■ **Task directions**
Recast the records, starting at the line containing "job: return the mask of every instance of the sausage" and ending at the line containing "[[[0,105],[0,169],[256,169],[256,106],[72,113]]]" (both lines included), as a two-column CSV with columns input and output. Use one row per record, put each value in one quoted field, and replace line breaks with spaces.

* BEGIN Data provided *

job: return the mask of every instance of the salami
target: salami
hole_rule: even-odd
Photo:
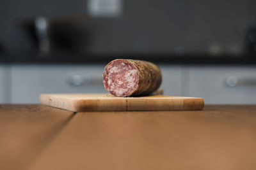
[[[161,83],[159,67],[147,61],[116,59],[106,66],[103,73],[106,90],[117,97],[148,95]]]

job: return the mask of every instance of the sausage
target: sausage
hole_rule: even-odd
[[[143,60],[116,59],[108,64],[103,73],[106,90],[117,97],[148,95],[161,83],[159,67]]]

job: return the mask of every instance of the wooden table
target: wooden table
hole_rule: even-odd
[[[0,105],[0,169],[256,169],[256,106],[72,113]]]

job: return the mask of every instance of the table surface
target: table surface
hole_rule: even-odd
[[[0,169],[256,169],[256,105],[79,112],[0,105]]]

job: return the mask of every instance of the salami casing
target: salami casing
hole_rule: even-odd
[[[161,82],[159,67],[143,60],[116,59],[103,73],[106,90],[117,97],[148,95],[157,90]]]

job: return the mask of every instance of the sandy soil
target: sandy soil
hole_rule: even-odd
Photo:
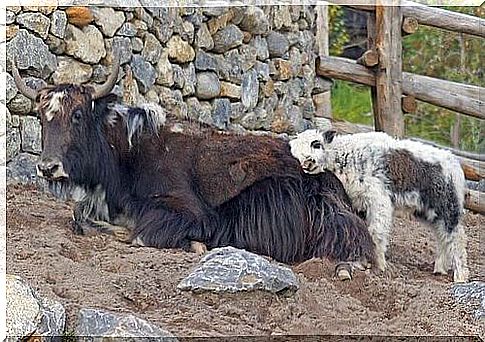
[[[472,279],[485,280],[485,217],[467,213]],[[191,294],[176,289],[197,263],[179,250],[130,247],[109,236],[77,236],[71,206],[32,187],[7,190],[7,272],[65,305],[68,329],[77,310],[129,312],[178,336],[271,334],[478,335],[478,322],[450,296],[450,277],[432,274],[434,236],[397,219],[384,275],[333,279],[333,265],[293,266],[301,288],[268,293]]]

* END Data provided *
* BEGIN Data provided *

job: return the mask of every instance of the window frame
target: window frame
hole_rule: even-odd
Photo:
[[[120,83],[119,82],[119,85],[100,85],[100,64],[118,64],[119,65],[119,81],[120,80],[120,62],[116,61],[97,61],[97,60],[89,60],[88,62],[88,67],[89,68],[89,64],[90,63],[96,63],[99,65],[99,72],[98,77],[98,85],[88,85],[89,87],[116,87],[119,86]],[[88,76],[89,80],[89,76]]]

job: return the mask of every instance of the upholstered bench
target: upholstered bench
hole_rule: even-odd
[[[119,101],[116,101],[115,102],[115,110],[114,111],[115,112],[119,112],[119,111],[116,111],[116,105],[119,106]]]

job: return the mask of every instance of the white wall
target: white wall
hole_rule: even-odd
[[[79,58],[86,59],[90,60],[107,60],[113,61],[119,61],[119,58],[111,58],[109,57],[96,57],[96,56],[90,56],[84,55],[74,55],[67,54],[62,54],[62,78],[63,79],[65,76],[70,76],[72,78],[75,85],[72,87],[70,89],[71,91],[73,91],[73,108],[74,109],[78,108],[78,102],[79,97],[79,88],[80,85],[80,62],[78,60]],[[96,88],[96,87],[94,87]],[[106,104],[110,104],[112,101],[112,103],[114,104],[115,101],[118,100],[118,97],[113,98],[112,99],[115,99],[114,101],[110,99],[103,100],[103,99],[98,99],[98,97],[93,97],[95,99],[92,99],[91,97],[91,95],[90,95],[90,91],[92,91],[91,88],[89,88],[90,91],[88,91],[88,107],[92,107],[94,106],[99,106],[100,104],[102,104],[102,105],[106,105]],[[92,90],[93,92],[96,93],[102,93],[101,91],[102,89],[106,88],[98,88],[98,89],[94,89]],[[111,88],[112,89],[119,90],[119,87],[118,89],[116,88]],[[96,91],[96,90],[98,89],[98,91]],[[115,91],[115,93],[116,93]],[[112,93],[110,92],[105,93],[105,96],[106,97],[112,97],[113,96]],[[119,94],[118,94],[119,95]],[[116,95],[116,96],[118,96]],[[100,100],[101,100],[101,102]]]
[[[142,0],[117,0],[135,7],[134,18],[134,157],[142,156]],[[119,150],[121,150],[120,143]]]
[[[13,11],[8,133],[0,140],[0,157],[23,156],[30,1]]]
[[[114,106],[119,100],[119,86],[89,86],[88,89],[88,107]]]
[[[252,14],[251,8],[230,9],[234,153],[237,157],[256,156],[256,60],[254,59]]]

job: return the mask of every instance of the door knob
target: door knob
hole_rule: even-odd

* END Data provided *

■ **Exercise result**
input,output
"job: return the mask of every instance of the sausage target: sausage hole_rule: even-odd","[[[143,60],[116,59],[108,64],[103,73],[106,90],[117,97],[148,95],[161,83],[159,67]]]"
"job: return the mask of every instance of the wooden table target: wooden table hole_rule: even-odd","[[[0,105],[0,169],[256,169],[256,106],[72,113]]]"